(What you will do)
Show every line in the entries below where the word "windshield" appears.

- - - - -

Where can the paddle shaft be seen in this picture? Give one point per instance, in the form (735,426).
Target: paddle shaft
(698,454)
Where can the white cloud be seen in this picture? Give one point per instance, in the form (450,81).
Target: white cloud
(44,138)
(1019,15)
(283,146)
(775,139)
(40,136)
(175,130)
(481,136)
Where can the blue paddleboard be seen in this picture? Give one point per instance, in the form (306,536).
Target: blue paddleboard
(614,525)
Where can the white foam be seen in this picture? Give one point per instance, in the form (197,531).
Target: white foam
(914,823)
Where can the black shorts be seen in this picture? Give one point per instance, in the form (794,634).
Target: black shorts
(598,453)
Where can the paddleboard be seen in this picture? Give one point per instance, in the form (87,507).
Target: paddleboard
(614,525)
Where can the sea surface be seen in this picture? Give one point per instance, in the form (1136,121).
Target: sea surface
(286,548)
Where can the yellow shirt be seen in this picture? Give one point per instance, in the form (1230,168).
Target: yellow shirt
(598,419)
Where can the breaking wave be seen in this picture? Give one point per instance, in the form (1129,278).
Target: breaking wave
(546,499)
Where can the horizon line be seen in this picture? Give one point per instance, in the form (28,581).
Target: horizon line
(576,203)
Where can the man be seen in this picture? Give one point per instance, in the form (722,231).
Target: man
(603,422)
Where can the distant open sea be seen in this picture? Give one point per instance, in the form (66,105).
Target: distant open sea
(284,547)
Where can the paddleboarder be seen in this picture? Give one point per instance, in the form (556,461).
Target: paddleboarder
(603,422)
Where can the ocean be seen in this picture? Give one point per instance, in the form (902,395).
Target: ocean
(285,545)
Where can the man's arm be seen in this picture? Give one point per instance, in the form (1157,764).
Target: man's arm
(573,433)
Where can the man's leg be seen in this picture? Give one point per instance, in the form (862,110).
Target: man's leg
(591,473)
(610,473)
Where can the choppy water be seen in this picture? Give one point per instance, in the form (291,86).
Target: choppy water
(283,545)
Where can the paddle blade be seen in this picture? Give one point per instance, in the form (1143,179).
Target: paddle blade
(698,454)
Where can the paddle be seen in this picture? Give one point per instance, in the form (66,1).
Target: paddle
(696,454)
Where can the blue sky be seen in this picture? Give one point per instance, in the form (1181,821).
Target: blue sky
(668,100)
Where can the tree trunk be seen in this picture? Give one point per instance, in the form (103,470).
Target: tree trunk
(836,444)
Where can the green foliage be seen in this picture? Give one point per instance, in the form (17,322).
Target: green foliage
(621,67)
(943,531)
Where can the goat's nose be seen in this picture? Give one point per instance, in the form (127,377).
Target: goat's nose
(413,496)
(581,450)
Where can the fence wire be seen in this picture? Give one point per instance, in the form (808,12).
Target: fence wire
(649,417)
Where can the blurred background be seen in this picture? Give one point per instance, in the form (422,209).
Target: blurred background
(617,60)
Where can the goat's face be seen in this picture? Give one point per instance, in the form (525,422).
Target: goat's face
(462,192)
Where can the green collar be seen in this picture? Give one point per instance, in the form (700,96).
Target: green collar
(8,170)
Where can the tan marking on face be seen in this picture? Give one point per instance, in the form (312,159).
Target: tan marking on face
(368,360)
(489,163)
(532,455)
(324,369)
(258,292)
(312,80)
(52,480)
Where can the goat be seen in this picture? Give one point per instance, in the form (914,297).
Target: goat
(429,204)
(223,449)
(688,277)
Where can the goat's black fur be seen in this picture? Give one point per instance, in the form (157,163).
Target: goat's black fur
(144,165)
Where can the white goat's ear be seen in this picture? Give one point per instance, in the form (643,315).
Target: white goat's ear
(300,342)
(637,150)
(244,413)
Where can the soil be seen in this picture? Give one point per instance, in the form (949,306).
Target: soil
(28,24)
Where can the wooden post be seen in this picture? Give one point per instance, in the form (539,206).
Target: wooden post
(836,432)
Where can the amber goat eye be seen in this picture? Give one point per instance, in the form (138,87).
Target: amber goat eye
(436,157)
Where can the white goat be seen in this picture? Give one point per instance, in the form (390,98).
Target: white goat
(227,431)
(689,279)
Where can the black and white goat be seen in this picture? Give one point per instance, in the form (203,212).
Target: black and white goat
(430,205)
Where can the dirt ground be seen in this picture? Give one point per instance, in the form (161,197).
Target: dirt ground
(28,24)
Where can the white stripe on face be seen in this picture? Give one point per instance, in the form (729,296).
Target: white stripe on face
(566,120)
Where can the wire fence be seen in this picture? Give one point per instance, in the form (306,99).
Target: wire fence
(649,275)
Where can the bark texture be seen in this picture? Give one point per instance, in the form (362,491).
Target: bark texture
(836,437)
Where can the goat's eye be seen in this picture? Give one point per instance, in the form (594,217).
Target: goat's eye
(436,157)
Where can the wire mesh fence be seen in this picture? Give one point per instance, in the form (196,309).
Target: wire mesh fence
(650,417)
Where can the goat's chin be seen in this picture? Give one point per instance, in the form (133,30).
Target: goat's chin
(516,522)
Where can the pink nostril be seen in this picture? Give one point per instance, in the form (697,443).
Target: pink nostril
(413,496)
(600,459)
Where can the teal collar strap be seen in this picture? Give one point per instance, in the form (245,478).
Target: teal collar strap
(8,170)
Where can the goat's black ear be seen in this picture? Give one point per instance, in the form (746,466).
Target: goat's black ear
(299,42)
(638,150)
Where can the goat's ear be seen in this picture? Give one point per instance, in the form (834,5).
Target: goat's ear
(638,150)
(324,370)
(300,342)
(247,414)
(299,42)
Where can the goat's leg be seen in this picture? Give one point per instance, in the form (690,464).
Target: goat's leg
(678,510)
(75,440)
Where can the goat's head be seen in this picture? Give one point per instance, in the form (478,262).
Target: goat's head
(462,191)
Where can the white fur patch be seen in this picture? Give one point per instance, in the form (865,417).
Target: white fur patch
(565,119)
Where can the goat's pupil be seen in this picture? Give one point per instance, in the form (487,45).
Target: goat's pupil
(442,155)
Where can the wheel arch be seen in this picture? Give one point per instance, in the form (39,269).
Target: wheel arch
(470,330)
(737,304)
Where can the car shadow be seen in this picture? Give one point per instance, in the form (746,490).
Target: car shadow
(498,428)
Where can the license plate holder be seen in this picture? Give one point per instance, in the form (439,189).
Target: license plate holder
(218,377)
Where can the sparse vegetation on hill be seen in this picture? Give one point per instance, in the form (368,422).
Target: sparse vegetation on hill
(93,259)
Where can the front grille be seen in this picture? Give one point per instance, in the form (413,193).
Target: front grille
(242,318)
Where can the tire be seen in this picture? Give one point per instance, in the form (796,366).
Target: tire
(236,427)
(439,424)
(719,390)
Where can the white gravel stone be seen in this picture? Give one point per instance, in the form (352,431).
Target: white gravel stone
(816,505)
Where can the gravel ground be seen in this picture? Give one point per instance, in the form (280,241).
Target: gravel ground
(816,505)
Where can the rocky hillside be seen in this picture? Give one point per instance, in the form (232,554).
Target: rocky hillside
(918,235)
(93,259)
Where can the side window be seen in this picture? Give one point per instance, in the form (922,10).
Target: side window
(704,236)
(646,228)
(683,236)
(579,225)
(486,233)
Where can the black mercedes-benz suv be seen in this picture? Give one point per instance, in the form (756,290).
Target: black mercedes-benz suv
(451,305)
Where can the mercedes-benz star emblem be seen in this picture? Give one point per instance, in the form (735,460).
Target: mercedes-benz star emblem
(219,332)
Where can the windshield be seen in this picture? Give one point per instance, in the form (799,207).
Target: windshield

- - - - -

(Exercise solution)
Where can the windshield be seen in this picture? Give one point per instance, in the form (799,207).
Target: windshield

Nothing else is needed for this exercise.